-- BEGIN DATASET ENTRIES --

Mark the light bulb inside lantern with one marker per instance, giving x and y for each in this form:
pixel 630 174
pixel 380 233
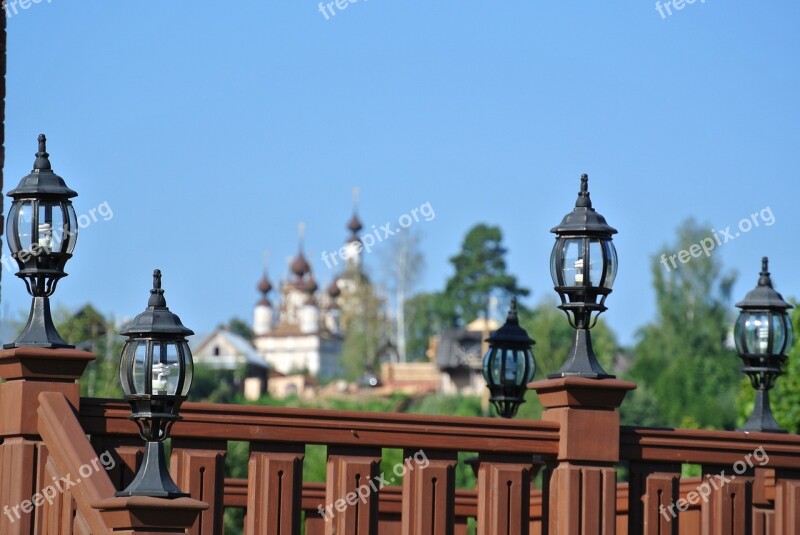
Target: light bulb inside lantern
pixel 45 236
pixel 763 338
pixel 579 271
pixel 160 374
pixel 511 369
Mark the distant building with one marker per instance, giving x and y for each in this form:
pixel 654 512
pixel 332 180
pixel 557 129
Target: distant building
pixel 458 354
pixel 224 350
pixel 303 333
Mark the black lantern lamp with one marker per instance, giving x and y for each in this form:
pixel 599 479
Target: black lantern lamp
pixel 583 265
pixel 509 365
pixel 156 372
pixel 42 232
pixel 763 336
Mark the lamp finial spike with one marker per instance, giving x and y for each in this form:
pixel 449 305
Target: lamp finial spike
pixel 583 197
pixel 157 294
pixel 42 162
pixel 764 279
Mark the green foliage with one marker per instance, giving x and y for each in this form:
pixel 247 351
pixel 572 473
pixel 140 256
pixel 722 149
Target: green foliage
pixel 89 330
pixel 681 361
pixel 480 273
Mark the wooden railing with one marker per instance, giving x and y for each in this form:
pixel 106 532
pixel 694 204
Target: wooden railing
pixel 762 498
pixel 274 495
pixel 578 447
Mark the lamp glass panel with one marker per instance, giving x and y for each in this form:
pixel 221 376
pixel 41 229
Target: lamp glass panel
pixel 73 228
pixel 573 271
pixel 527 356
pixel 125 364
pixel 140 369
pixel 555 258
pixel 50 232
pixel 610 252
pixel 173 364
pixel 778 334
pixel 24 225
pixel 513 368
pixel 789 328
pixel 189 368
pixel 737 334
pixel 757 333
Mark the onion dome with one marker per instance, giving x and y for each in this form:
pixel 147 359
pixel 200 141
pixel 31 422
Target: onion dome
pixel 311 285
pixel 333 289
pixel 300 265
pixel 264 286
pixel 354 225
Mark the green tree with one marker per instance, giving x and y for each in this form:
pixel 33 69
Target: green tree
pixel 238 326
pixel 426 315
pixel 90 330
pixel 480 273
pixel 681 360
pixel 364 325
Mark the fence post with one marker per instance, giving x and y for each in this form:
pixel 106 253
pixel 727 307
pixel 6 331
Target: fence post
pixel 583 489
pixel 29 371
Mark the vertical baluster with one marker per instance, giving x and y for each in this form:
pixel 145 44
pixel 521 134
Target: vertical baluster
pixel 198 467
pixel 352 491
pixel 763 501
pixel 504 494
pixel 787 506
pixel 730 504
pixel 274 489
pixel 127 453
pixel 652 495
pixel 429 492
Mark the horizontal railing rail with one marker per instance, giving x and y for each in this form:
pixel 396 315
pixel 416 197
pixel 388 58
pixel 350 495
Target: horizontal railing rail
pixel 707 447
pixel 335 428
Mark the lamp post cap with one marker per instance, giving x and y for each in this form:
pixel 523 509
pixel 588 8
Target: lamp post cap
pixel 511 332
pixel 42 181
pixel 764 295
pixel 157 319
pixel 583 218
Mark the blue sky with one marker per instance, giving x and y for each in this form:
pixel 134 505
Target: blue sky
pixel 211 129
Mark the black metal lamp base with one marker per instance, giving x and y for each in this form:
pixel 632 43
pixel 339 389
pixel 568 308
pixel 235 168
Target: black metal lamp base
pixel 153 478
pixel 581 362
pixel 40 330
pixel 761 419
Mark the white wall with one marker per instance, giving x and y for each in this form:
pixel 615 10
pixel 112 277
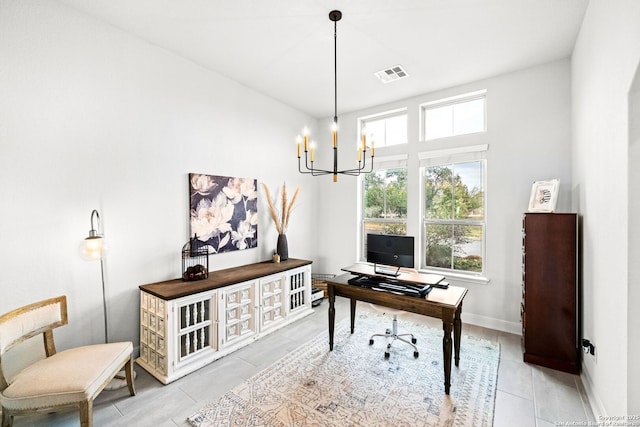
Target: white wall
pixel 529 125
pixel 93 118
pixel 604 64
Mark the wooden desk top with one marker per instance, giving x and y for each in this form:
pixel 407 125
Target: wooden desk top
pixel 448 298
pixel 406 275
pixel 177 288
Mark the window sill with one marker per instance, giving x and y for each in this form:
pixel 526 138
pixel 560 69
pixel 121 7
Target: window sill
pixel 459 277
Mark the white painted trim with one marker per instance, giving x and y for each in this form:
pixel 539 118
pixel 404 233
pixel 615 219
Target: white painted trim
pixel 452 151
pixel 593 399
pixel 492 323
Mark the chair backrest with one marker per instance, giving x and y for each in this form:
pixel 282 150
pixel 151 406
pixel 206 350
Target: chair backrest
pixel 26 322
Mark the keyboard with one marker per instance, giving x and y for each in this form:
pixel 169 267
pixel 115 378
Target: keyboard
pixel 390 285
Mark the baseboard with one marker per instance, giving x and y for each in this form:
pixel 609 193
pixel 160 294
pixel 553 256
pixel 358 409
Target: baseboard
pixel 492 323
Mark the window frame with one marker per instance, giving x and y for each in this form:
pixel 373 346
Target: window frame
pixel 383 164
pixel 445 102
pixel 444 158
pixel 362 121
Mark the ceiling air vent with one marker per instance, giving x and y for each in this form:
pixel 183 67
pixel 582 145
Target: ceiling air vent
pixel 391 74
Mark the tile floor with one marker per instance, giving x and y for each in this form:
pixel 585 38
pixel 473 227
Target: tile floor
pixel 527 395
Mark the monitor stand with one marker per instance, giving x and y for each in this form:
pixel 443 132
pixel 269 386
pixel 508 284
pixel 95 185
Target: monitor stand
pixel 386 271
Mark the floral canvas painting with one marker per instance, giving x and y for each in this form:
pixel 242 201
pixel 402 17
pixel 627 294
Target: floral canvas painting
pixel 223 212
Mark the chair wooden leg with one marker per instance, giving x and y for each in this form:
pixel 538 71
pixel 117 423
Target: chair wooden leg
pixel 128 368
pixel 86 413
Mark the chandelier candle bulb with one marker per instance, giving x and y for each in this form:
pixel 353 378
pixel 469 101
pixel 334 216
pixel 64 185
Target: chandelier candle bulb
pixel 334 131
pixel 308 166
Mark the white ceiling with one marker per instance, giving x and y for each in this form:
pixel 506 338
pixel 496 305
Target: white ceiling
pixel 284 48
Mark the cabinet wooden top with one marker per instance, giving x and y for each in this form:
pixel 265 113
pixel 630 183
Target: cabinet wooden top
pixel 177 288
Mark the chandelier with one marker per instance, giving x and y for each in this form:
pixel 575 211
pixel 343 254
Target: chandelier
pixel 309 148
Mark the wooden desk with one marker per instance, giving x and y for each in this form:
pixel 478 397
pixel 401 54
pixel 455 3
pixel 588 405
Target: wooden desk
pixel 445 304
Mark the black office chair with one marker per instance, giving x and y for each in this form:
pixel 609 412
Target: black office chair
pixel 393 334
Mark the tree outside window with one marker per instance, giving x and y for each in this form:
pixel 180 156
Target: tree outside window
pixel 384 203
pixel 454 216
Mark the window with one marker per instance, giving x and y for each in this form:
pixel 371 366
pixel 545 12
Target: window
pixel 386 129
pixel 454 116
pixel 453 211
pixel 384 203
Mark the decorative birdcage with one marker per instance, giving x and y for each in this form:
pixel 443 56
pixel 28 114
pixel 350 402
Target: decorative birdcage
pixel 195 260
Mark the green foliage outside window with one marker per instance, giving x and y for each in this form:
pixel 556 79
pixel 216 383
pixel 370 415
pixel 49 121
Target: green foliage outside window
pixel 385 202
pixel 454 213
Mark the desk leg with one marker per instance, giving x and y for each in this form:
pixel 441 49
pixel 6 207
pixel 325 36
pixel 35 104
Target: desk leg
pixel 446 352
pixel 353 313
pixel 332 313
pixel 457 331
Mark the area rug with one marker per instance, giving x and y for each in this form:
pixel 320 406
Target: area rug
pixel 354 385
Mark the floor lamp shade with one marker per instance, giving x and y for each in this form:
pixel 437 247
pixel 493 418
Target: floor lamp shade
pixel 93 247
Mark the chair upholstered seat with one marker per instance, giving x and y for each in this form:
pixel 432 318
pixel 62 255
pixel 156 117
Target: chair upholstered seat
pixel 66 377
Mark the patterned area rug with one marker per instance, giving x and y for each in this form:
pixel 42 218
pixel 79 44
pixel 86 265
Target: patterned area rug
pixel 354 385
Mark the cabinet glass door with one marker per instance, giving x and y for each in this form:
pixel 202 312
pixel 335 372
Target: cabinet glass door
pixel 195 326
pixel 272 304
pixel 239 311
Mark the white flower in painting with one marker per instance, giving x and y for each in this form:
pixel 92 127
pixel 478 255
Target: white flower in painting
pixel 211 219
pixel 252 217
pixel 240 187
pixel 245 231
pixel 203 184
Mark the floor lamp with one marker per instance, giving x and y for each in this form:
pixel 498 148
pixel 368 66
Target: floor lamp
pixel 94 248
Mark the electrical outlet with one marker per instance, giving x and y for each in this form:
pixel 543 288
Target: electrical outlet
pixel 588 347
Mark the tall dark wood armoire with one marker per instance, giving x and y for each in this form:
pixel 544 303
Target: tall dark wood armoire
pixel 550 300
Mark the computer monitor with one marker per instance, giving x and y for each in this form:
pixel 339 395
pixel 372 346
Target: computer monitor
pixel 390 250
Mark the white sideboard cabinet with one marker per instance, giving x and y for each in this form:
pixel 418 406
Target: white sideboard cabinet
pixel 187 325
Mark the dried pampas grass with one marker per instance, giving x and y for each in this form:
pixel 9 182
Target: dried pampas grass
pixel 281 218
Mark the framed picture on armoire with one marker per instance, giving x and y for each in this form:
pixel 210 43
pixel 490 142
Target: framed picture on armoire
pixel 544 195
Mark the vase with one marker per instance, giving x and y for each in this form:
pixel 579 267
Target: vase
pixel 282 248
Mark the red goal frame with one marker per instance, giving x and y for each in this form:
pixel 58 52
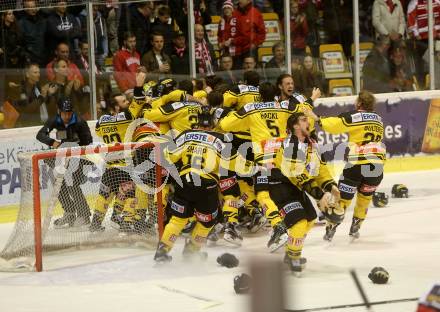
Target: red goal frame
pixel 81 151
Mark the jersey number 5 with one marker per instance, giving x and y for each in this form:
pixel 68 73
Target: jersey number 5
pixel 274 131
pixel 370 137
pixel 112 138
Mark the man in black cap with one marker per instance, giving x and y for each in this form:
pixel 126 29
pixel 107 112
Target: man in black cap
pixel 71 130
pixel 180 54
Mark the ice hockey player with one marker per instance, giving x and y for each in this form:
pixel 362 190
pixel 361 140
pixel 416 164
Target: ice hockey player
pixel 70 129
pixel 180 115
pixel 115 181
pixel 364 169
pixel 300 169
pixel 200 155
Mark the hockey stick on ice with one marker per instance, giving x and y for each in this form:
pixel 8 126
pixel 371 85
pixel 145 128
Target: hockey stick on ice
pixel 347 306
pixel 211 303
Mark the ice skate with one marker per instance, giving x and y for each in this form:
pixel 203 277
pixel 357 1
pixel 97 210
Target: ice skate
pixel 257 221
pixel 161 255
pixel 330 231
pixel 186 232
pixel 354 228
pixel 278 237
pixel 65 221
pixel 232 235
pixel 192 252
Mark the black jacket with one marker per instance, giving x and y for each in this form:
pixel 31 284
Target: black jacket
pixel 10 42
pixel 376 73
pixel 132 20
pixel 77 131
pixel 33 29
pixel 62 29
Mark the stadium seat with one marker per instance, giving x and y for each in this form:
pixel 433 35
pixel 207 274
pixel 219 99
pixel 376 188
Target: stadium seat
pixel 211 32
pixel 215 19
pixel 364 50
pixel 334 62
pixel 340 87
pixel 273 29
pixel 264 54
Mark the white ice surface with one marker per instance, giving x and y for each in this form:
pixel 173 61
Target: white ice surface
pixel 404 238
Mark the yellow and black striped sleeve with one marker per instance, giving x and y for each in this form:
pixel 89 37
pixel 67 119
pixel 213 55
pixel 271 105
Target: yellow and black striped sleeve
pixel 233 122
pixel 230 99
pixel 333 125
pixel 324 178
pixel 161 114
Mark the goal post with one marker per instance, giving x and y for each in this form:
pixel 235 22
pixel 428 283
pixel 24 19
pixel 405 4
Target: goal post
pixel 121 184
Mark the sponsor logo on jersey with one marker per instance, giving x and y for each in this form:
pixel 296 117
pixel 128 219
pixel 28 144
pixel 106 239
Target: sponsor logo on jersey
pixel 347 188
pixel 358 117
pixel 177 105
pixel 226 184
pixel 177 207
pixel 299 97
pixel 367 188
pixel 371 117
pixel 246 88
pixel 262 180
pixel 203 138
pixel 291 207
pixel 271 146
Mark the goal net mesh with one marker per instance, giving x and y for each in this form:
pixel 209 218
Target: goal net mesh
pixel 102 198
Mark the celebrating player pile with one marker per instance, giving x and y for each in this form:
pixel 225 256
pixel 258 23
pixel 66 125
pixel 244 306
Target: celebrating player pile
pixel 238 157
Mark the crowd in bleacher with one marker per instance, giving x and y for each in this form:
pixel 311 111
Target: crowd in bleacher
pixel 44 52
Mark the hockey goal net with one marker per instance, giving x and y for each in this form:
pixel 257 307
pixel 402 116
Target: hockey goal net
pixel 85 198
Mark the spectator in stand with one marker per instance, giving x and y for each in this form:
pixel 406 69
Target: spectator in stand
pixel 62 52
pixel 99 31
pixel 299 29
pixel 135 18
pixel 33 27
pixel 295 63
pixel 180 55
pixel 250 31
pixel 126 63
pixel 164 24
pixel 30 98
pixel 102 82
pixel 309 77
pixel 226 73
pixel 156 61
pixel 401 75
pixel 418 30
pixel 389 19
pixel 249 63
pixel 201 13
pixel 277 64
pixel 11 54
pixel 64 87
pixel 204 52
pixel 376 69
pixel 62 27
pixel 224 33
pixel 114 14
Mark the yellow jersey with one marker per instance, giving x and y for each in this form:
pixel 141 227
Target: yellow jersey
pixel 241 95
pixel 365 133
pixel 301 163
pixel 265 121
pixel 112 128
pixel 205 154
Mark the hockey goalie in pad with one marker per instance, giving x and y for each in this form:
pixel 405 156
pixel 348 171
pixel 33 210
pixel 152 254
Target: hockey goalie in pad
pixel 300 169
pixel 365 159
pixel 199 156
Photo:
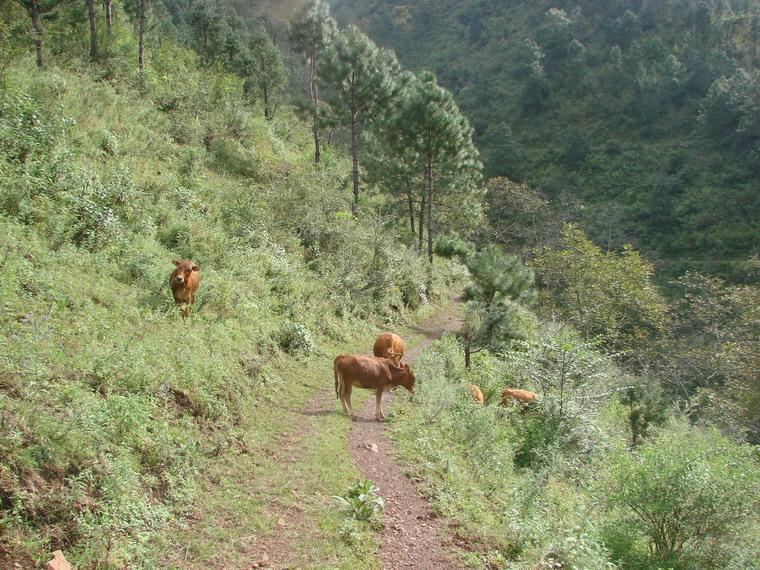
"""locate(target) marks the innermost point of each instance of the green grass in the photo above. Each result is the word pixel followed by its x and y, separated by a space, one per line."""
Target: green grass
pixel 247 493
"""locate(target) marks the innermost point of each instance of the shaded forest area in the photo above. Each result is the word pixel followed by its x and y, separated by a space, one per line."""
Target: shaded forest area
pixel 639 119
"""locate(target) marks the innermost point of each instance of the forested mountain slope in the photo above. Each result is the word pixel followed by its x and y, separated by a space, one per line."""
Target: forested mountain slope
pixel 639 118
pixel 111 407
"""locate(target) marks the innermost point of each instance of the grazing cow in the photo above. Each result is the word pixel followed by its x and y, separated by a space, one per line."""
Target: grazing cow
pixel 371 373
pixel 389 345
pixel 184 281
pixel 477 394
pixel 523 397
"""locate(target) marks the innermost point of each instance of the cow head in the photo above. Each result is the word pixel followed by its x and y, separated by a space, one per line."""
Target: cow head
pixel 184 268
pixel 403 376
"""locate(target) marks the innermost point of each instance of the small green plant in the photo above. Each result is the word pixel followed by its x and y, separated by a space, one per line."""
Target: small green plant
pixel 362 502
pixel 109 142
pixel 295 338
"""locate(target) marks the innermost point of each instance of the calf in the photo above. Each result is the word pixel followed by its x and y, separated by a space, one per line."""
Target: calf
pixel 389 345
pixel 371 373
pixel 523 397
pixel 477 394
pixel 184 281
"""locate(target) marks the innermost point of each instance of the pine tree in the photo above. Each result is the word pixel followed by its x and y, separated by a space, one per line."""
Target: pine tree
pixel 93 29
pixel 35 9
pixel 310 31
pixel 266 76
pixel 360 77
pixel 442 137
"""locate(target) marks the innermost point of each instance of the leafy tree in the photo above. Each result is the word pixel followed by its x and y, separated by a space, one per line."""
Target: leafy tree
pixel 360 77
pixel 93 29
pixel 266 76
pixel 108 8
pixel 713 352
pixel 602 294
pixel 520 217
pixel 310 31
pixel 35 9
pixel 646 406
pixel 209 29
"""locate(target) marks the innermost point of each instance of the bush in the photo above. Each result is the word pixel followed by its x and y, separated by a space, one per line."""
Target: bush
pixel 295 339
pixel 690 496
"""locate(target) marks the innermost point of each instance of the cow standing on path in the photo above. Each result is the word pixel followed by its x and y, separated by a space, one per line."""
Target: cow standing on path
pixel 371 373
pixel 184 281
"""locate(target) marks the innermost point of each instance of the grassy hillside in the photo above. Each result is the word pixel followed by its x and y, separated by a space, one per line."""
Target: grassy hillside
pixel 112 410
pixel 637 118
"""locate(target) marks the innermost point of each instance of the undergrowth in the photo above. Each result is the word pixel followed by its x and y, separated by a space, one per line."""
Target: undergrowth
pixel 110 406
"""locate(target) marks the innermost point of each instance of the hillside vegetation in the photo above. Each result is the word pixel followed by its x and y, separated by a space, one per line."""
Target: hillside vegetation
pixel 111 408
pixel 132 438
pixel 638 119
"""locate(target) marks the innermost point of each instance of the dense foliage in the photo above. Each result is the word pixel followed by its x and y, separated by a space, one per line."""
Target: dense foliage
pixel 556 486
pixel 110 406
pixel 638 119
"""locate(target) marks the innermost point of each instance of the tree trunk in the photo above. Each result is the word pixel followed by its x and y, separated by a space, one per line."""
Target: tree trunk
pixel 411 210
pixel 314 92
pixel 355 153
pixel 35 14
pixel 141 42
pixel 109 15
pixel 421 224
pixel 93 30
pixel 429 175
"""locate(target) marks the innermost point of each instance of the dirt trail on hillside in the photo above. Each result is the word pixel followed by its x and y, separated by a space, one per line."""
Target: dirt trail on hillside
pixel 414 535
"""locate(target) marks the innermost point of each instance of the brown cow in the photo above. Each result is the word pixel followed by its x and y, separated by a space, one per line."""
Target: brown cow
pixel 184 281
pixel 372 373
pixel 477 394
pixel 523 397
pixel 389 345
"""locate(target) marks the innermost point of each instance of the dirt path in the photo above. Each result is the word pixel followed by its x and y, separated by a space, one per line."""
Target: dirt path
pixel 414 536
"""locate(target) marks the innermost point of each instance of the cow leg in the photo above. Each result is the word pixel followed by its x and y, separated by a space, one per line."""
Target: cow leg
pixel 347 401
pixel 379 404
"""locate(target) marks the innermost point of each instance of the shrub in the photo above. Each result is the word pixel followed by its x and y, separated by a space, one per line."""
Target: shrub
pixel 362 502
pixel 295 339
pixel 690 495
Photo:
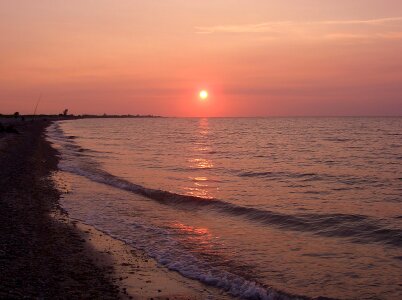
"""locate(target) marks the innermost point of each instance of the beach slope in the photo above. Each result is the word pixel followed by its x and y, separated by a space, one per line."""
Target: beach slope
pixel 39 256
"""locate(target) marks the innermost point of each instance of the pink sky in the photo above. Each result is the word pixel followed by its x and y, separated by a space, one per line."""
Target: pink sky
pixel 255 57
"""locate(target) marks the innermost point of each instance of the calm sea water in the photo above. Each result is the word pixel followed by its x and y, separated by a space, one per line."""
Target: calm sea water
pixel 307 206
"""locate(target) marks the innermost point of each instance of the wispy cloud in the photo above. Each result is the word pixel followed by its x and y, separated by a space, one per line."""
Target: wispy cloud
pixel 325 28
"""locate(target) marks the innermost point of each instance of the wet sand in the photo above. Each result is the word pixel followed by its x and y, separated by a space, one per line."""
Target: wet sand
pixel 45 254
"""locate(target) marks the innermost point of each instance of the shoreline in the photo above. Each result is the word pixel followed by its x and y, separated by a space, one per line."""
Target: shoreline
pixel 40 257
pixel 46 254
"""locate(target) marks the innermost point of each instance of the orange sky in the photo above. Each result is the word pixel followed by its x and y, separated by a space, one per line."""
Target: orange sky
pixel 255 57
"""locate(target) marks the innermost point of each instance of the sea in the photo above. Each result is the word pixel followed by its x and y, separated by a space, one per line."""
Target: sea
pixel 256 207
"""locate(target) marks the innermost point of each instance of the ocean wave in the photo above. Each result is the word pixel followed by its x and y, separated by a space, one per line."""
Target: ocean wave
pixel 358 228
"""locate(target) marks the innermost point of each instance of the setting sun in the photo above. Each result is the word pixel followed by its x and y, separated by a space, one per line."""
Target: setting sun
pixel 203 95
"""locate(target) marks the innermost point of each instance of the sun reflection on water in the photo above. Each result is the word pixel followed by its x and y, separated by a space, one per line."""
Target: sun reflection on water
pixel 200 185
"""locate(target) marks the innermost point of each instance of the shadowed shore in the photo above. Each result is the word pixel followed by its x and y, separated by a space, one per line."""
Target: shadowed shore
pixel 39 256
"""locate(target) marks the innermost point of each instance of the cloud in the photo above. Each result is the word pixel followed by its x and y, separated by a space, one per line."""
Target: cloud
pixel 314 29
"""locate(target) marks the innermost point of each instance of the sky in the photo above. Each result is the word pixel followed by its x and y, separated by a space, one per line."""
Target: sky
pixel 254 57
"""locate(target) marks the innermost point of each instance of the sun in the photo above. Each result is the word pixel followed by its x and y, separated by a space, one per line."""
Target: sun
pixel 203 95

-- END DATASET ENTRIES --

### WRITTEN TASK
Please return the lines of the listing above, from the line with "Mark the wooden desk top" up to and including the line with "pixel 391 74", copied word for word.

### OUTPUT
Mark the wooden desk top with one marker per instance, giving x and y for each in this form:
pixel 407 125
Target: wooden desk top
pixel 448 298
pixel 406 275
pixel 177 288
Mark the window sill with one marker per instance, giving x and y for each in this form:
pixel 526 138
pixel 560 69
pixel 121 7
Target: window sill
pixel 459 277
Mark the white painted trim with one marker per instance, giving x and y for each in this form:
pixel 539 118
pixel 404 233
pixel 615 219
Target: white painted trim
pixel 452 151
pixel 593 399
pixel 492 323
Mark the chair backrest with one marker per instance, giving x and y for each in this form:
pixel 282 150
pixel 151 406
pixel 206 350
Target: chair backrest
pixel 26 322
Mark the keyboard with one marker per instance, giving x and y for each in this form:
pixel 169 267
pixel 115 378
Target: keyboard
pixel 390 285
Mark the baseboard with one marker per instance, giving x and y for each in this form:
pixel 609 193
pixel 160 294
pixel 553 256
pixel 358 409
Target: baseboard
pixel 492 323
Mark the window frame with one marker per instance, giving x and y for each in this form:
pixel 373 346
Target: window frame
pixel 383 164
pixel 445 102
pixel 444 158
pixel 362 121
Mark the ceiling air vent with one marker per instance, giving x and y for each in this form:
pixel 183 67
pixel 582 145
Target: ceiling air vent
pixel 391 74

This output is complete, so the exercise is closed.